WORK REQUIRED → Make an exact copy of the entries that come next.

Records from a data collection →

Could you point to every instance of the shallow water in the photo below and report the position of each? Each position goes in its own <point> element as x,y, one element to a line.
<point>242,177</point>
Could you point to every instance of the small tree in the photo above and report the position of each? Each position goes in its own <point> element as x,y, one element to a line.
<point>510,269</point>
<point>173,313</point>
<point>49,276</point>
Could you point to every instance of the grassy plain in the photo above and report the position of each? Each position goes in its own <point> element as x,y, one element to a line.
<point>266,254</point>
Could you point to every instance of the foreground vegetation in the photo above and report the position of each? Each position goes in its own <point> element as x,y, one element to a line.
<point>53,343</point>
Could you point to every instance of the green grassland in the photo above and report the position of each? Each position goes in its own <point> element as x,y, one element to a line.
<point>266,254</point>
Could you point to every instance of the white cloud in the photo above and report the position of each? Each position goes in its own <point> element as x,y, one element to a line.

RESULT OF THIS TASK →
Could you point to every instance of the shallow water in the photo below and report the position of each? Each position goes in its own <point> element as x,y, one element to a line.
<point>242,177</point>
Could you point to every instance of the small tree in the photo above and report the position of each? Each position goes in its own <point> element as x,y, one element to a line.
<point>510,269</point>
<point>173,313</point>
<point>49,276</point>
Could you point to every instance of the grassy plain in the photo above and report the position of each? Each position goes in its own <point> element as x,y, one element to a line.
<point>266,254</point>
Could you point to every instance of the foreground vegetation in the photo above and report the position of each? Each position goes in its own <point> element as x,y, one element to a line.
<point>53,343</point>
Could you point to every instance of the green grassland in the photo above and report the position of each? Each position goes in its own <point> element as x,y, one element to a line.
<point>266,254</point>
Could you point to every instance of the white cloud in the photo above and report the position of each? Each position goes in its own <point> element as x,y, one element to a line.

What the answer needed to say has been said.